**Work request 1**
Using the semigroups lecture page, explain why no oral exams will take place on March 16/17/18/19.
**Work request 2**
According to the semigroups lecture page, which results in the lecture notes received an additional assumption?
**Work request 3**
Continue the semigroups lecture page after its last sentence.

**Exercise text**
★ ★ ★ ★

Semigroups and Evolution Equations (V5B2) -- Part I
- No oral exams on March 16/17/18/19 due to the Corona virus! More information on new appointments will follow as soon as possible.
- Monday 12-14, room MATH / SR 0.011
- Lecture notes
- Oral exams (the appointments for the oral exams will be made in class on January, 20)
- February 10/11/12/13
- March 16/17/18/19
- There are two corrections in the lecture notes. An additional assumption has been added in Lemma 2.32 and Theorem 4.7 (ii).
Content of the lecture:
Important questions in the study of PDEs are those for existence, uniqueness and qualitative behaviour of solutions. In this lecture the focus is on time-dependent PDEs and the theory of semigroups as a tool to obtain answers for these questions. The main idea of semigroup theory in this context is to interpret a given PDE as an abstract ODE in an infinite dimensional Banach space. We will see that solutions of linear evolution equations are constructed by a semigroup which may be seen as a generalisation of the matrix exponential for unbounded operators on Banach spaces.

★ ★ ★ ★

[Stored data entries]
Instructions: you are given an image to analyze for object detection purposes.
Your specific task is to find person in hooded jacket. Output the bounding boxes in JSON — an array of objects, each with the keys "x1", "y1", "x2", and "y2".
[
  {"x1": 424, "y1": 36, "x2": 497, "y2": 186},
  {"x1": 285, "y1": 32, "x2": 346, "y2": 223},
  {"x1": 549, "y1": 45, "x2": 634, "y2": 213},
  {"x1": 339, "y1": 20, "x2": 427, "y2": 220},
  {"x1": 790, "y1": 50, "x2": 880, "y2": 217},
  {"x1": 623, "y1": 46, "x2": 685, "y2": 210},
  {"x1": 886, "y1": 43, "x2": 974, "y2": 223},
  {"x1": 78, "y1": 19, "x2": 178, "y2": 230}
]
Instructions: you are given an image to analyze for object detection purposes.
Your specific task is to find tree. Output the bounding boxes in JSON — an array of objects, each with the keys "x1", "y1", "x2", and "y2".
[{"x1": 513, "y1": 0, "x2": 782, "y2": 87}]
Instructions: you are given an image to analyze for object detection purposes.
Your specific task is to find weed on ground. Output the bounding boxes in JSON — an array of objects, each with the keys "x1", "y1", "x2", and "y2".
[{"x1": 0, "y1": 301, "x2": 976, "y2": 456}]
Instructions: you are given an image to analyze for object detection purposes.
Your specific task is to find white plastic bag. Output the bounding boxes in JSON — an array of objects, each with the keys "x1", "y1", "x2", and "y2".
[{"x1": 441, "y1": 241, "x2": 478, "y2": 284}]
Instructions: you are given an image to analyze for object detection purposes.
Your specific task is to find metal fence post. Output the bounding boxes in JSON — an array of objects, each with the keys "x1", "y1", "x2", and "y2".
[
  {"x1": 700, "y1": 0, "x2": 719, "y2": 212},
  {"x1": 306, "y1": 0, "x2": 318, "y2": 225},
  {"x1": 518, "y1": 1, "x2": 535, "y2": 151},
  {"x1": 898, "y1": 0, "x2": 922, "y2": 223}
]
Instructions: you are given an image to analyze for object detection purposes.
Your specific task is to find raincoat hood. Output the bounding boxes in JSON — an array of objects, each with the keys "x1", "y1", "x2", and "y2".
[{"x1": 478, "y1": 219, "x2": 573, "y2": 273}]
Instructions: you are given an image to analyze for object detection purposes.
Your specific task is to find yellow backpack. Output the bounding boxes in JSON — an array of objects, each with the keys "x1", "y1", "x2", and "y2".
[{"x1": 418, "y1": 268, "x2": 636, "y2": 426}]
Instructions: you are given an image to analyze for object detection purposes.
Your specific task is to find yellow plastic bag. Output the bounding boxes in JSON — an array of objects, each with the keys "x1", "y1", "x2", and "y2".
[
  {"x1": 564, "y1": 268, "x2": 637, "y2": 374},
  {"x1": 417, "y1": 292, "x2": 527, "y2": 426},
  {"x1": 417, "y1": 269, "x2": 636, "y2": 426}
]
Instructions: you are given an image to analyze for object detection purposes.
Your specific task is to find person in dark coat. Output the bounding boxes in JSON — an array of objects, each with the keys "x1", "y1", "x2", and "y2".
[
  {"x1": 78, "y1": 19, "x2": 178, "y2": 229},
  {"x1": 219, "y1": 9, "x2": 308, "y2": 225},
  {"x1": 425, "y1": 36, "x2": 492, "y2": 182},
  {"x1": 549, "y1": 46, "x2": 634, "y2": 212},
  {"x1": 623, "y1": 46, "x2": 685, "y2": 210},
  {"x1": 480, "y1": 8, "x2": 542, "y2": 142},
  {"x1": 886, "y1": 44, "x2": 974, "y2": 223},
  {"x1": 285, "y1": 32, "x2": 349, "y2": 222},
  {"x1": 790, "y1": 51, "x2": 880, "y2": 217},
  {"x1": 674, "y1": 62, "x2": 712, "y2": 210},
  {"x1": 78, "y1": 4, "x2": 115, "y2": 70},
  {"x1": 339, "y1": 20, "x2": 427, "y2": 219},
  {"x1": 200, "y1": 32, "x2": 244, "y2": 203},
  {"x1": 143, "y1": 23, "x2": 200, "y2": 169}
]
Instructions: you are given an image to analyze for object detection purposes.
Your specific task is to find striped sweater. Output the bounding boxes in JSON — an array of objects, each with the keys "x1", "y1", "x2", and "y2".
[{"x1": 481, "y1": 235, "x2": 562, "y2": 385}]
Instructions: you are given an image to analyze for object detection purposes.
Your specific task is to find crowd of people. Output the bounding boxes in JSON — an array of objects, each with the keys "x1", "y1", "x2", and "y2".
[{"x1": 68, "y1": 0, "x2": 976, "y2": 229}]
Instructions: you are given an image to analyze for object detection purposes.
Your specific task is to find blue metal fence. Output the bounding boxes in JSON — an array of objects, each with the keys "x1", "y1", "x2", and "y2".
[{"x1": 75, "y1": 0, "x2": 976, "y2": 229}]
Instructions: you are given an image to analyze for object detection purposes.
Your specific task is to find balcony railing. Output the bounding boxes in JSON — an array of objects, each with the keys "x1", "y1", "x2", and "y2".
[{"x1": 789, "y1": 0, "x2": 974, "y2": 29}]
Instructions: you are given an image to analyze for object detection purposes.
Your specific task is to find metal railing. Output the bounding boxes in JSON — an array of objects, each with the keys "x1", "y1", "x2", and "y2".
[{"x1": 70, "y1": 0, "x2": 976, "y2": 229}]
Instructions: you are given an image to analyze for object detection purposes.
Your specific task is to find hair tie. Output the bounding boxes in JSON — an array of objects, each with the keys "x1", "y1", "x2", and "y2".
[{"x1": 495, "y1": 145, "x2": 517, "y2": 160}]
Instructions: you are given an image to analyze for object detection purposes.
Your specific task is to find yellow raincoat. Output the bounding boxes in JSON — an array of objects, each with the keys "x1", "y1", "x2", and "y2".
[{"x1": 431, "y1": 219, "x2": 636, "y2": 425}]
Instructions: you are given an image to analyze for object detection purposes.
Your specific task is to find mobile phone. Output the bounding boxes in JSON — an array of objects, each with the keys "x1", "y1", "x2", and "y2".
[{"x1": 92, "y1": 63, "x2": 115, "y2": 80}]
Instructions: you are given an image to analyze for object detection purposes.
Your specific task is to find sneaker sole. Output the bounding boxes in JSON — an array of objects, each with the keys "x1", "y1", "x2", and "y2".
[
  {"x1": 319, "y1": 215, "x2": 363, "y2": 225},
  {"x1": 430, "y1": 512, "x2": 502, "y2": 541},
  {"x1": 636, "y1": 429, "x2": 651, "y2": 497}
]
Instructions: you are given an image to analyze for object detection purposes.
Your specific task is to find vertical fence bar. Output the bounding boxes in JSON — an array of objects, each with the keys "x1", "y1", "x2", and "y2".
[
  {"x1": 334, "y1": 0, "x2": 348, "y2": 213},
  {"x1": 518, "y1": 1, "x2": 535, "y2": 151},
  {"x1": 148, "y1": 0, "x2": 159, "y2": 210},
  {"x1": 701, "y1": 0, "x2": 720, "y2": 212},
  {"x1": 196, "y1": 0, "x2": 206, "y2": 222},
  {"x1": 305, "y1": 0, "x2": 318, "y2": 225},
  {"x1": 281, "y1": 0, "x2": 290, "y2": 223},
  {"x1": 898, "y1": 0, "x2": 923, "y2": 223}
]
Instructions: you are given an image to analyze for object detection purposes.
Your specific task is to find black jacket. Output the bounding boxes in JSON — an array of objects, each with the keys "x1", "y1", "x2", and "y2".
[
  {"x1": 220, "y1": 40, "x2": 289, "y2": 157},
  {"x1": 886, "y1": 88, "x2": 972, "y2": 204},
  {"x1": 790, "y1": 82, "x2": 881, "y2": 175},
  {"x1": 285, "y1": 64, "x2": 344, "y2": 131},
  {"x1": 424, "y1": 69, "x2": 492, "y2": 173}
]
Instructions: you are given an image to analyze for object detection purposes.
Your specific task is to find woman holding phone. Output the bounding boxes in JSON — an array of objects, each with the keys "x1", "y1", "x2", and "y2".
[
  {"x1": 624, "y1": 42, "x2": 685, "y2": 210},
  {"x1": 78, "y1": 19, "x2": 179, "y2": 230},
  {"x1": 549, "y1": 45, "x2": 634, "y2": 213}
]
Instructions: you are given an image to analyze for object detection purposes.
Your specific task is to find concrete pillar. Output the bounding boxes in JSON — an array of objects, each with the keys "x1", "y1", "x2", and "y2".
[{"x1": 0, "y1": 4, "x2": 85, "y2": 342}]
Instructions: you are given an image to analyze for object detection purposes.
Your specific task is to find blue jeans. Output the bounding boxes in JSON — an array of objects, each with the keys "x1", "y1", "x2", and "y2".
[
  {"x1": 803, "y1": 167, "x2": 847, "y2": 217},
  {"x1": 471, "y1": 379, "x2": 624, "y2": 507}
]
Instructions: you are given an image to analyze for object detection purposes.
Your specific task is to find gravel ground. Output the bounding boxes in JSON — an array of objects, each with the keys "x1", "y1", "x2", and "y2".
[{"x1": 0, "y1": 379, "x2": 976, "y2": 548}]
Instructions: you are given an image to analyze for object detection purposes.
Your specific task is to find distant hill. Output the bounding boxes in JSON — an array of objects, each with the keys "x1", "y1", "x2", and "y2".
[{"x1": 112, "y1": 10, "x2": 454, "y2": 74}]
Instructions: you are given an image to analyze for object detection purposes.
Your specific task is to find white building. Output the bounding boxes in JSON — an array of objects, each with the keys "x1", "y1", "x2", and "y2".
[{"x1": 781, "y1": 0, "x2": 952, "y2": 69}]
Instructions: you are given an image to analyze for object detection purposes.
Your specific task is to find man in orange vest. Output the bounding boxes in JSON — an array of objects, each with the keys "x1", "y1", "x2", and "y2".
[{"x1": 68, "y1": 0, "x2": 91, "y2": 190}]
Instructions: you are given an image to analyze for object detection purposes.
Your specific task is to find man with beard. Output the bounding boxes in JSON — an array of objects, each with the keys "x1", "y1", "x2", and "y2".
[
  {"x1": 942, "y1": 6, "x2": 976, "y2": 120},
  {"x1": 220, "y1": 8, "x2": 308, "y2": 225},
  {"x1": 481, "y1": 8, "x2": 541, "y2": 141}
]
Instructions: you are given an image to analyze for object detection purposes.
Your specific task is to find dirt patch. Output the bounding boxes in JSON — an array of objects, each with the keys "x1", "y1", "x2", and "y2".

★ ★ ★ ★

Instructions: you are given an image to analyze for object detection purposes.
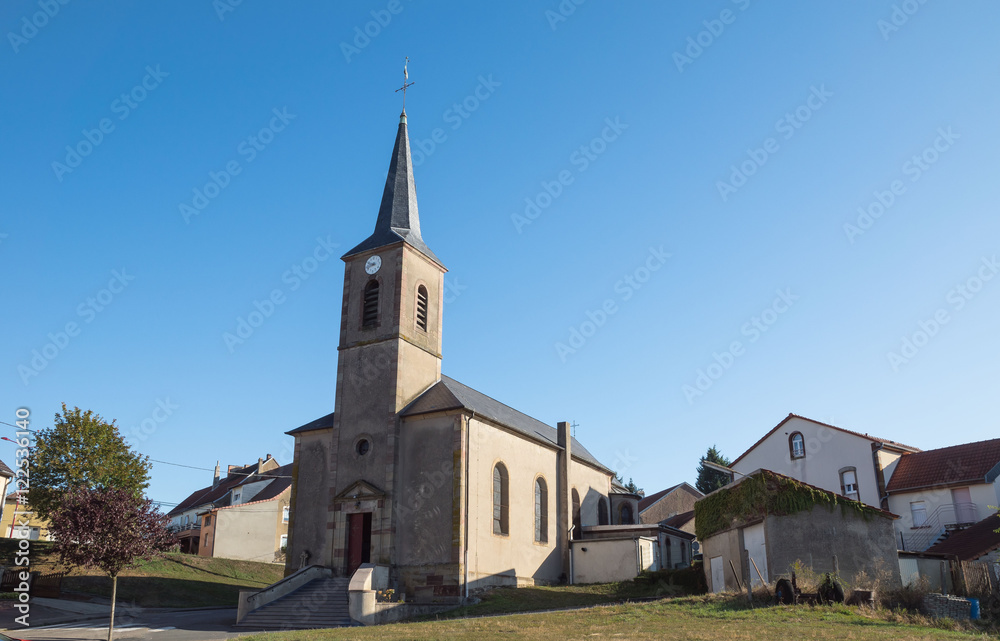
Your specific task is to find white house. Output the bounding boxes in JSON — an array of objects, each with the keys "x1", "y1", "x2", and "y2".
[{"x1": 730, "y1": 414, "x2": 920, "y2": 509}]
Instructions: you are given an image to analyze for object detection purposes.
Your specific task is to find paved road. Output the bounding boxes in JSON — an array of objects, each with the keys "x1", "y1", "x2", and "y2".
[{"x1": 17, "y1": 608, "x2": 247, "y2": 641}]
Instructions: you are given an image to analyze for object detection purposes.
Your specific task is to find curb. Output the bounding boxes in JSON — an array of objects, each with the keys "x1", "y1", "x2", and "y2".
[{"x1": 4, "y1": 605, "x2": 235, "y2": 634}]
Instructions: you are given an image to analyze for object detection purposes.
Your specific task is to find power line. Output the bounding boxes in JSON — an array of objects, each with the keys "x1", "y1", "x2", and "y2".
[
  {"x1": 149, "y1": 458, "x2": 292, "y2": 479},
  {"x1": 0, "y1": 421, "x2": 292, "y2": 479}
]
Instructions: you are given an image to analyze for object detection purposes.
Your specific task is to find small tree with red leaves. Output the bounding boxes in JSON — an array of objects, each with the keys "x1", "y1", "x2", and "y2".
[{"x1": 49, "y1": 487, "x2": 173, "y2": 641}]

★ ★ ★ ★

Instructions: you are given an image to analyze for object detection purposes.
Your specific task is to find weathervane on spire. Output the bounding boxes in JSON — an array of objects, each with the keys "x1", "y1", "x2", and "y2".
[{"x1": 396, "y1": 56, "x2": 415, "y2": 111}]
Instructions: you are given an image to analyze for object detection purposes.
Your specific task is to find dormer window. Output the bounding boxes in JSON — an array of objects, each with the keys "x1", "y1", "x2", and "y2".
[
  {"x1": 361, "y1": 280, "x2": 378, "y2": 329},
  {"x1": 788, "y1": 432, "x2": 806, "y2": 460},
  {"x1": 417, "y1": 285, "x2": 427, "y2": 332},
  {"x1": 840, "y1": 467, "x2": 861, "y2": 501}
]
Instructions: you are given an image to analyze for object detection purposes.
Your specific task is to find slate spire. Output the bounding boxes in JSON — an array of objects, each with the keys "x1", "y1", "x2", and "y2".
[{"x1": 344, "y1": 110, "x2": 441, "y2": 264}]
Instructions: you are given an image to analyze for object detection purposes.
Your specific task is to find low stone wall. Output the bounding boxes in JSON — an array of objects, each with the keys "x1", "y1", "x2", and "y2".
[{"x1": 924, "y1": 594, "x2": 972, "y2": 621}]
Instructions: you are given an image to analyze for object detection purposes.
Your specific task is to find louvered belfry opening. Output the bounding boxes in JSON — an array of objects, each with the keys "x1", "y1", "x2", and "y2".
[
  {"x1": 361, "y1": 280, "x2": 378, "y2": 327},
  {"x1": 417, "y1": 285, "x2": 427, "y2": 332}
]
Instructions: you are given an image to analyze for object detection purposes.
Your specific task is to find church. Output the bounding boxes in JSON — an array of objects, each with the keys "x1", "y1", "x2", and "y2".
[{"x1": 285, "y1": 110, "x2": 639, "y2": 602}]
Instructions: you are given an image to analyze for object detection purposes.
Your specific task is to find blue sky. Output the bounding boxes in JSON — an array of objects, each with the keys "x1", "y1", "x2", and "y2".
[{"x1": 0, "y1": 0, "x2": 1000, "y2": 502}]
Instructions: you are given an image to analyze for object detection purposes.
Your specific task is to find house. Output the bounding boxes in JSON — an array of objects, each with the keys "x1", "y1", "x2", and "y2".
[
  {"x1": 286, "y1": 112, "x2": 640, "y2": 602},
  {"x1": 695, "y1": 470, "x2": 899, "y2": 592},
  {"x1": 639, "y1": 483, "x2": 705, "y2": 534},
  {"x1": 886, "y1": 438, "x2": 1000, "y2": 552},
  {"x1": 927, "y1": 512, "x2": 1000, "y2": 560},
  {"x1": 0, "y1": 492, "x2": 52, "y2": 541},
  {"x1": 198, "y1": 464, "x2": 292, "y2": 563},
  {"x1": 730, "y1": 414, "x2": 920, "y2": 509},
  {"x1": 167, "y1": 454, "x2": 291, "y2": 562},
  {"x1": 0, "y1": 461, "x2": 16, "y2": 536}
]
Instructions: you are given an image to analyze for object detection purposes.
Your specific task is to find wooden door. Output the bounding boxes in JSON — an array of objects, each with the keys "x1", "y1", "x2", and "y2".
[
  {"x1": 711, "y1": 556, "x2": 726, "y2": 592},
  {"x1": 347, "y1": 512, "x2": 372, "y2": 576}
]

★ ★ ★ ★

**Answer area 1**
The oral exams on those dates are canceled because of the Corona virus. Information on new appointments will follow as soon as possible.

**Answer area 2**
Lemma 2.32 and Theorem 4.7 (ii).

**Answer area 3**
The aim of this lecture is to give an insight into parts of the basic theory of semigroups and how this theory may be used to solve abstract evolution equations. We first introduce some fundamental results on (strongly continuous) semigroups and their infinitesimal generators. Then the lecture is concerned with so-called strongly continuous semigroups and their application to hyperbolic PDEs.
In the summer term 2020 there will be a second part of this lecture in which we treat analytic semigroups and their application to parabolic PDEs.
Prerequisites:
Basic notions of functional analysis and PDEs should be known.